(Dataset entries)
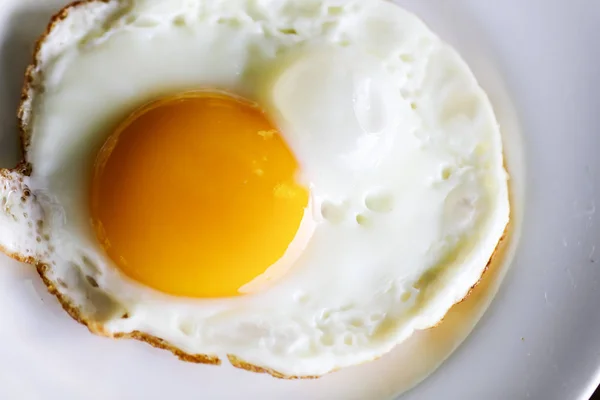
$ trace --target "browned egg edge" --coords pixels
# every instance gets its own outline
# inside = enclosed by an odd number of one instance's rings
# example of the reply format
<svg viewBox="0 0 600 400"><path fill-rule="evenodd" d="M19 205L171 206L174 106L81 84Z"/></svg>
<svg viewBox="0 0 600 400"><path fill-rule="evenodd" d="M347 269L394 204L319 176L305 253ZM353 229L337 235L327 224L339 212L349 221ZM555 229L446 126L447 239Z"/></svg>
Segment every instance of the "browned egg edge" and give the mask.
<svg viewBox="0 0 600 400"><path fill-rule="evenodd" d="M26 110L27 104L29 104L31 101L30 93L34 93L36 86L37 86L37 83L35 82L35 79L34 79L34 71L37 69L38 64L39 64L40 49L42 48L44 41L46 40L48 35L50 35L52 30L54 28L56 28L62 21L64 21L68 17L69 12L76 9L77 7L85 6L85 5L89 5L89 4L93 4L93 3L111 3L111 2L119 2L119 1L121 1L121 0L79 0L79 1L75 1L73 3L68 4L67 6L63 7L60 11L58 11L50 19L50 22L48 23L48 26L47 26L45 32L40 36L40 38L37 40L37 42L35 44L35 48L34 48L34 52L33 52L33 60L32 60L32 63L27 67L27 69L25 71L25 81L23 84L23 88L21 90L21 101L20 101L18 112L17 112L17 123L18 123L18 129L19 129L19 133L20 133L20 137L21 137L21 152L22 152L23 161L21 161L12 170L0 169L0 177L7 177L7 173L9 173L9 172L16 172L16 173L18 173L20 175L24 175L24 176L29 176L31 174L32 166L26 161L27 150L31 143L31 132L29 129L29 121L27 119L27 116L28 115L30 116L31 114L26 113L25 110ZM507 230L508 230L508 226L507 226ZM483 275L488 271L492 260L495 258L495 255L497 253L498 247L500 246L500 243L505 238L506 238L506 231L505 231L504 235L502 236L502 238L500 239L500 241L498 242L498 245L497 245L496 249L494 250L494 253L492 253L492 256L490 257L488 263L486 264L486 267L485 267L484 271L482 272L480 279L471 287L471 289L467 292L465 297L462 300L459 300L456 304L465 301L467 299L467 297L469 297L469 295L475 289L475 287L477 287L477 285L479 285L479 283L481 282L481 279L483 278ZM56 297L56 299L61 304L62 308L75 321L79 322L82 325L85 325L91 333L100 335L100 336L116 338L116 339L136 339L136 340L148 343L153 347L168 350L182 361L187 361L187 362L192 362L192 363L200 363L200 364L211 364L211 365L220 365L221 364L221 360L217 356L208 355L208 354L186 353L185 351L183 351L180 348L174 346L173 344L167 342L166 340L161 339L156 336L153 336L153 335L149 335L144 332L140 332L140 331L117 332L117 333L106 332L103 329L101 324L98 324L98 323L86 318L83 315L83 313L81 312L81 310L79 309L79 307L77 307L74 304L72 299L69 298L68 296L66 296L64 293L62 293L56 287L55 283L52 282L52 280L48 277L49 272L51 271L51 267L49 265L42 263L39 260L36 260L34 257L23 256L22 254L18 254L18 253L11 253L2 246L0 246L0 251L2 251L6 255L8 255L9 257L11 257L17 261L34 265L36 267L36 270L37 270L38 274L40 275L42 281L46 285L48 292ZM443 322L443 318L440 321L438 321L435 325L433 325L431 328L435 328L435 327L439 326L439 324L441 324L442 322ZM236 368L241 368L241 369L244 369L244 370L247 370L250 372L255 372L255 373L267 373L267 374L269 374L275 378L279 378L279 379L316 379L316 378L319 378L319 377L325 375L325 374L323 374L323 375L305 375L305 376L286 375L284 373L275 371L270 368L251 364L233 354L228 354L227 358L228 358L229 362ZM336 369L329 371L329 372L334 372L335 370Z"/></svg>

*Try it*. For this answer, return word for word the lines from the first line of the records through the line containing "205L171 206L174 106L81". Omit the pictures.

*Task answer*.
$ trace --target "browned egg edge" --coords pixels
# every instance gets its own outline
# inside = enclosed by an odd number of one instance's rings
# example of the reply format
<svg viewBox="0 0 600 400"><path fill-rule="evenodd" d="M19 205L171 206L174 106L81 84Z"/></svg>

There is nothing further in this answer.